__Exercise brief__. From the Grand Canyon passage below, render this sentence in Spanish: "I was drinking cold water from a faucet with my hand when I looked down to find a squirrel drinking water with me."

__Passage provided__.
-=-=-=-=-

Chapter 3: Lauds
There comes a time on every trip (and maybe in every relationship) where things just seem to have fallen entirely apart. Where you look around and don’t even recognize where you are or how it was you came to be where you were or how you could ever get out of the predicament you were in. It’s like when a happy marriage falls apart, and the couple looks at each other one morning and wonders where all the anger came from and where all the love had gone and whether or not they had ever really known each other.
In the Grand Canyon, this came for me at a resting place halfway up the final vertical push. I was drinking cold water from a faucet with my hand when I looked down to find a squirrel drinking water with me. The tops of his ears were brushing the underside of my hand. I was having trouble walking, at this point, and I was leaning heavily against the stone fixture, and I was overcome with the absurdity of the whole situation. Here was this squirrel — and here was I. How did this all come to be?
This happens when I am kissing someone for the first time. There is kissing and it is happening to me and I am not sure how it all came about. Everything I have known has fallen apart and everything I had thought was important up until then has ceased to be. It’s like looking at the squirrel that shouldn’t be touching my hand. It’s like watching Ben dive headlong into a bush of thorns, laughing all the while. It’s like realizing you are hungry and have no way of getting any food.
No matter: both of us wanted to keep playing.

-=-=-=-=-

__Recorded data__.
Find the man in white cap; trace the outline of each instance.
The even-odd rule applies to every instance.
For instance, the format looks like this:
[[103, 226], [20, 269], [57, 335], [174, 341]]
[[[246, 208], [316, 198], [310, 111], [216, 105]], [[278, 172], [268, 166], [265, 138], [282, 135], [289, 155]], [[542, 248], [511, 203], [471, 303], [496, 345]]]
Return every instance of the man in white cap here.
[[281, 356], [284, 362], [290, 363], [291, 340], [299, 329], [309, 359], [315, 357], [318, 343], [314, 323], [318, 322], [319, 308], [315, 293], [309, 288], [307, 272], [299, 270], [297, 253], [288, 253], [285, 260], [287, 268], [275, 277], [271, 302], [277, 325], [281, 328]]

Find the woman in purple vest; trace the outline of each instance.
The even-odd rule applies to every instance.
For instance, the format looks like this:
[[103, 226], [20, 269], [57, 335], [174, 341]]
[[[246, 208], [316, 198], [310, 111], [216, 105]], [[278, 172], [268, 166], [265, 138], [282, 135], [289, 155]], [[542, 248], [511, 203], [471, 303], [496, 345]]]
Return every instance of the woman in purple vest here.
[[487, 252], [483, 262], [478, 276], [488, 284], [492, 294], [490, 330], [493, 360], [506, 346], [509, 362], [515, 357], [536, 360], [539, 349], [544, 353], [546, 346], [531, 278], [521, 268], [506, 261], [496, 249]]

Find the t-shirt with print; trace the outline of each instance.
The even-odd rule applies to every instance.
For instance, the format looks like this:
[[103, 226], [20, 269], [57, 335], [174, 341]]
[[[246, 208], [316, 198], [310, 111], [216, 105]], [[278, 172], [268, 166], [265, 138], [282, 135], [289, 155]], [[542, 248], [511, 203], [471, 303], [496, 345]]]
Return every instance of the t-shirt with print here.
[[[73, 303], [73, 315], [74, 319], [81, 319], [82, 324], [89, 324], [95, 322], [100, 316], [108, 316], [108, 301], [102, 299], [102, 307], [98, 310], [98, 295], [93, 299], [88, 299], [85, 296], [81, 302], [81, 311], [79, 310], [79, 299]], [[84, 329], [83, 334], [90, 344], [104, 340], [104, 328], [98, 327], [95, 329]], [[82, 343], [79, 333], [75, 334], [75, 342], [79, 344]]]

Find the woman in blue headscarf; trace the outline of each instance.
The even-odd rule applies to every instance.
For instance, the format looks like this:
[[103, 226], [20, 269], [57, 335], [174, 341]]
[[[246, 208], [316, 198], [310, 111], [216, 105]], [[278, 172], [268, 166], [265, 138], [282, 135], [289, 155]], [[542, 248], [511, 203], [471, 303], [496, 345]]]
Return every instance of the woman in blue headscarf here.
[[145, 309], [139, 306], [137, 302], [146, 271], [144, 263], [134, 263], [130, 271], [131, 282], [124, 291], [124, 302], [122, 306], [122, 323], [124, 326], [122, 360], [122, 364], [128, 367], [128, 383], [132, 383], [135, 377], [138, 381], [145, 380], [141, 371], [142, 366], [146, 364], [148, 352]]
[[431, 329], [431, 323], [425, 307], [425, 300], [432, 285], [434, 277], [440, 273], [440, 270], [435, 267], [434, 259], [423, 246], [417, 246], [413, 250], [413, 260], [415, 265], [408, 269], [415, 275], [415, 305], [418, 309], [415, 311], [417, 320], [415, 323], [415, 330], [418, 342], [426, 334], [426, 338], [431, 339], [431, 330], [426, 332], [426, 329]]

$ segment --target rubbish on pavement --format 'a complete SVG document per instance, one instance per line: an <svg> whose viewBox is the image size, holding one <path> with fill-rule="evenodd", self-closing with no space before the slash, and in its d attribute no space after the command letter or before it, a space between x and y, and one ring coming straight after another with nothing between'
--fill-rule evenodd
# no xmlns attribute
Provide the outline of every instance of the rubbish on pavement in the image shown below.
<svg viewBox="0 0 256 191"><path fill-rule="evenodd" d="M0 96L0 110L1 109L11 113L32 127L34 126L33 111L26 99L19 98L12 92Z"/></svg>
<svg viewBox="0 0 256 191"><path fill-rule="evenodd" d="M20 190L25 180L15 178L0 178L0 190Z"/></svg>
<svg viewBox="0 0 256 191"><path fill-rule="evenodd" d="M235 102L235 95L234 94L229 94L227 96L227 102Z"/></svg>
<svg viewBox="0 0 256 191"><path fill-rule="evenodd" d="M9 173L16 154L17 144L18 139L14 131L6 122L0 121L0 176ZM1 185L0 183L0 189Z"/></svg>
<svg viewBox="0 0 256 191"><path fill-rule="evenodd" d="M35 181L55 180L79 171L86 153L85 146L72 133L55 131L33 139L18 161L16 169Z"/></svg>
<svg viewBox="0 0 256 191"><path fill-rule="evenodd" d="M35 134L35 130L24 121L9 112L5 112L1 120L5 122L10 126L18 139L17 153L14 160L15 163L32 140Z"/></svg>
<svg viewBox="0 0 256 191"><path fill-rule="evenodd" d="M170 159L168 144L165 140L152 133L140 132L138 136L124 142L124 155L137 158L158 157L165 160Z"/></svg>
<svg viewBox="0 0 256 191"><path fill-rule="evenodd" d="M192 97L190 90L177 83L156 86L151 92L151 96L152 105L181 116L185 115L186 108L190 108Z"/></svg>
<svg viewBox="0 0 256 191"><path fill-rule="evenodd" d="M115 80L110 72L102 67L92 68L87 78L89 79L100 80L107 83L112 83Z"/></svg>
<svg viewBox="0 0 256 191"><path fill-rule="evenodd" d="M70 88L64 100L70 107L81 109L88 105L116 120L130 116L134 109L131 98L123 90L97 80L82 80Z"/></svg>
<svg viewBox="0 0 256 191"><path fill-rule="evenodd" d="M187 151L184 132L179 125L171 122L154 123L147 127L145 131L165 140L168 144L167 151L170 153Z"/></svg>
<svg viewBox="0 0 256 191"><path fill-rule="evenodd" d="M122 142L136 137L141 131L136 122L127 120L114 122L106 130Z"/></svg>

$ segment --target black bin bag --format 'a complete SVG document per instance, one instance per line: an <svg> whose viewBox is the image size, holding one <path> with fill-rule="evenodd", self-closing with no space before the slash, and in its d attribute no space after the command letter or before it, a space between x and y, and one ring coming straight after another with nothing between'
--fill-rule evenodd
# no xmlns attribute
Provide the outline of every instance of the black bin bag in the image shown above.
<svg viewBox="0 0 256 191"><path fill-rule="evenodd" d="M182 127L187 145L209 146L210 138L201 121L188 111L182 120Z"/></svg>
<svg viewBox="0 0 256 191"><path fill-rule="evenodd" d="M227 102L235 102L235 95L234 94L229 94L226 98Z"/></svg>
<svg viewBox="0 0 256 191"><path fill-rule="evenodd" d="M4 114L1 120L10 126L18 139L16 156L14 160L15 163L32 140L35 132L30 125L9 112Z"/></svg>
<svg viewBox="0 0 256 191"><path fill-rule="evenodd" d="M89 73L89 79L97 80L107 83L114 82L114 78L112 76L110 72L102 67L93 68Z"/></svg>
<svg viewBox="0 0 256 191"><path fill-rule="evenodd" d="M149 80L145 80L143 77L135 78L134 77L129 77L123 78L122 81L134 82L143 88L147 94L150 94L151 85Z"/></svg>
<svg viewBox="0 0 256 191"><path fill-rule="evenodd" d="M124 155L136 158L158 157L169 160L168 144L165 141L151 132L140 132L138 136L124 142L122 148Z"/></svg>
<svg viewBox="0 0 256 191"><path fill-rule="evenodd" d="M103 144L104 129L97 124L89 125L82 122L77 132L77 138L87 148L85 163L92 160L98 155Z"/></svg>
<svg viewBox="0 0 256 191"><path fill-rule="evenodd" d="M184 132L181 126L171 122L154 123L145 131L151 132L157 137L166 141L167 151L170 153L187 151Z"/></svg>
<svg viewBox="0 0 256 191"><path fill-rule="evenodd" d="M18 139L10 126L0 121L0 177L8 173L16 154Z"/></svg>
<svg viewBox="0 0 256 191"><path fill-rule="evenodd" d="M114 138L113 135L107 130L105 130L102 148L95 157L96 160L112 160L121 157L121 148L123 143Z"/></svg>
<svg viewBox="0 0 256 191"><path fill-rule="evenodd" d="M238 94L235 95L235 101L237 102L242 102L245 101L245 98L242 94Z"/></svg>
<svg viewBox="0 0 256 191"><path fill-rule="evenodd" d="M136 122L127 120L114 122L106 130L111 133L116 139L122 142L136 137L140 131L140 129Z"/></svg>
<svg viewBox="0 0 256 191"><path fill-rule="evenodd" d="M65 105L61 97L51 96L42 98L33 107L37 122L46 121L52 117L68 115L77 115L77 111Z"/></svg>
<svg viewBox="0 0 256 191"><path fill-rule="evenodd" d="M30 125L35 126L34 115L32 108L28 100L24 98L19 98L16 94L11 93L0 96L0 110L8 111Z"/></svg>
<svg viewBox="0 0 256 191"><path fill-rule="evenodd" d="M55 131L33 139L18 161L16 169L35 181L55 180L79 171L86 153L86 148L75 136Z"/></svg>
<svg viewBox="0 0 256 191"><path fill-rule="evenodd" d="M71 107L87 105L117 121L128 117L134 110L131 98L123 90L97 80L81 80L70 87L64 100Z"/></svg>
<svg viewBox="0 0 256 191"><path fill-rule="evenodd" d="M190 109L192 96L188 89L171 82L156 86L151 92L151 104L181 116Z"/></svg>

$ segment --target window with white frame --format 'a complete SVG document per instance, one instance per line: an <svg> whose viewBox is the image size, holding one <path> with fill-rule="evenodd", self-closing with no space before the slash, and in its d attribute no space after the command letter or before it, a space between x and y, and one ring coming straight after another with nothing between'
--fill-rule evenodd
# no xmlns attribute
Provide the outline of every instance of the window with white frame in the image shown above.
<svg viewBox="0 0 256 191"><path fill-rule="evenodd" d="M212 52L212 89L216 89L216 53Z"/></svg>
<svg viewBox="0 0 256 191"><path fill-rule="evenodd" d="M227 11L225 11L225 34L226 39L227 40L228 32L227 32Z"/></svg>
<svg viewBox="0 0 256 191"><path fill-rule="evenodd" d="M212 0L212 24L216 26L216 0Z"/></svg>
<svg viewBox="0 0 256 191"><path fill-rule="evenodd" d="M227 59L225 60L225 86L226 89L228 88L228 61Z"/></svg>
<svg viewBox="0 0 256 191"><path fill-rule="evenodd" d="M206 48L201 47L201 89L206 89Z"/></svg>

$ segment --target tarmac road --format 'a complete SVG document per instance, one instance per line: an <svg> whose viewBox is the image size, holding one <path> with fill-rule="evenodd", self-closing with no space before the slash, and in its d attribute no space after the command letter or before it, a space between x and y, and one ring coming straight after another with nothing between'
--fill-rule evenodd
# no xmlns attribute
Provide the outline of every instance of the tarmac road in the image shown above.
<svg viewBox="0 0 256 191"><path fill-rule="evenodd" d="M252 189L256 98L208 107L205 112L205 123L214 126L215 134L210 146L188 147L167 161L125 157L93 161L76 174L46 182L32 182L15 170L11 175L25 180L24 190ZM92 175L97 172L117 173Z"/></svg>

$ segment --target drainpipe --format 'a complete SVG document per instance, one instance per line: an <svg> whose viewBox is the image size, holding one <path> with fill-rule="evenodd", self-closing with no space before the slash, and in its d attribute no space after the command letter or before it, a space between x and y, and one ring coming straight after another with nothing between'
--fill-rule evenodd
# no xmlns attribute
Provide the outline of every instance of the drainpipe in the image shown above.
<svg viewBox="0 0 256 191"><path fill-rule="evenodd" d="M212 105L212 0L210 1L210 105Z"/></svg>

-=-=-=-=-

__Exercise solution__. Estaba bebiendo agua fría de un grifo con la mano cuando miré hacia abajo y encontré una ardilla bebiendo agua conmigo.